**Data section**

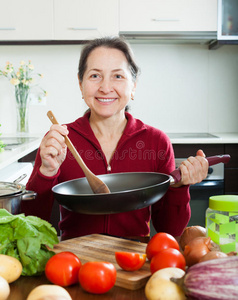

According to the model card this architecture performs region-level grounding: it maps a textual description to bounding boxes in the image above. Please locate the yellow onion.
[183,237,214,267]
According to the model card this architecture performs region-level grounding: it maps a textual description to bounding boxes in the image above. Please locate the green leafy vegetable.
[0,209,59,276]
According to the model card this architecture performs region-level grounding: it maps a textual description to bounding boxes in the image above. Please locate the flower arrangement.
[0,124,6,153]
[0,60,47,132]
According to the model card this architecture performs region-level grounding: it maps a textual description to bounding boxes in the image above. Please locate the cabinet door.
[120,0,217,32]
[54,0,119,40]
[0,0,53,41]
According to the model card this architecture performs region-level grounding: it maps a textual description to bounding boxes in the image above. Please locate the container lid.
[209,195,238,212]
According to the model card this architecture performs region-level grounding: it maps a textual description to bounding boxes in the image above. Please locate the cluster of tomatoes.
[45,232,186,294]
[146,232,186,274]
[45,251,116,294]
[115,232,186,274]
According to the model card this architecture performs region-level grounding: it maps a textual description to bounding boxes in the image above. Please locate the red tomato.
[45,251,81,286]
[78,261,117,294]
[146,232,179,260]
[150,248,186,274]
[115,252,146,271]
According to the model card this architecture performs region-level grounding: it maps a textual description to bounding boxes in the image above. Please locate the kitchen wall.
[0,44,238,134]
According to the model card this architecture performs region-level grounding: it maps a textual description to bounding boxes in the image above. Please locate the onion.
[179,226,206,250]
[183,237,214,267]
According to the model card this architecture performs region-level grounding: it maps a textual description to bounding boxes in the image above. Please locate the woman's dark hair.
[78,37,139,82]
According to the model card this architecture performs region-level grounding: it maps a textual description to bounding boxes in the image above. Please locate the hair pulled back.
[78,37,139,82]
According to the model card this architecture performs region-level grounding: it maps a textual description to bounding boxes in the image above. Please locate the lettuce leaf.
[0,209,59,276]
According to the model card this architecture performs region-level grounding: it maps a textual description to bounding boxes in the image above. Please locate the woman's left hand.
[172,150,209,187]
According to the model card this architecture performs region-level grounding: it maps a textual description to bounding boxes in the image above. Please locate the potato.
[0,276,10,300]
[0,254,22,283]
[145,268,186,300]
[27,284,72,300]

**What you need to do**
Change "region-level grounding" to "phrase grounding" throughout the rows above and repeat them with everything else as it was. Leave the pictures out.

**Right answer**
According to the model card this architecture performs phrase grounding: it maps a textual description to bounding boxes in the image above. Please locate the yellow onion.
[183,237,214,267]
According to the model card this architecture performs phrase grounding: it maps a textual description to bounding boxes in the image above. Please locate the green leafy vegetable.
[0,209,59,276]
According to the model card this architecture performs phrase grounding: it maps a textual description to bounding boxes in the image above. Please locate the flower arrangement.
[0,124,6,153]
[0,60,47,132]
According to the model card this architecture performs phrase grounding: it maps a textual description to bounding boxes in the image above. Please locate the cabinet door.
[120,0,217,32]
[54,0,119,40]
[0,0,53,41]
According to the model card this architecture performs phrase grounding: it maps a textual description to bounding boxes in the image above. Please locate the container lid.
[209,195,238,212]
According to the model card this architecture performs phrase grounding: it maps a textual description to bounding boxes in the image above. Please locate the cluster of tomatoes.
[45,232,186,294]
[146,232,186,274]
[45,251,116,294]
[115,232,186,274]
According to the model card this architecture performs phrase grounding: it maps a textual description to bounding boxes in the image above. Please locate the red tomato.
[45,251,81,286]
[78,261,117,294]
[146,232,179,260]
[150,248,186,274]
[115,252,146,271]
According to the model card this architecture performs phrase grounding: it maps a textual description to bounding boxes in the image above. Please locate the kitchen wall.
[0,44,238,134]
According to the model card this architecture performs phrase grounding: it maps a textual description to bounding boxes in the image above. Please locate the onion.
[179,226,206,250]
[183,237,214,267]
According to the model card this architecture performs phrase grounding: it maps a textual description to bounding boxes in the image above. Please locate the woman's dark hair.
[78,37,139,82]
According to the model card this architecture performs phrase grounding: it maps a textual description to bounding boxes in the image above. Please locate the hair pulled back.
[78,37,139,82]
According to the model card this architecture performs phrase grounding: it maps a textual description to bounding boxes in the image above. Please locate the lettuce leaf.
[0,209,59,276]
According to the model card this architecture performs phrase grounding: it maps a textual description to bounding boxes in the image above. Please locate the woman's left hand.
[172,150,209,187]
According to the model card this architecture performs phrase grounding: it maps a textual description to bounding boxes in the image above. Please locate the potato.
[0,276,10,300]
[0,254,22,283]
[145,268,186,300]
[27,284,72,300]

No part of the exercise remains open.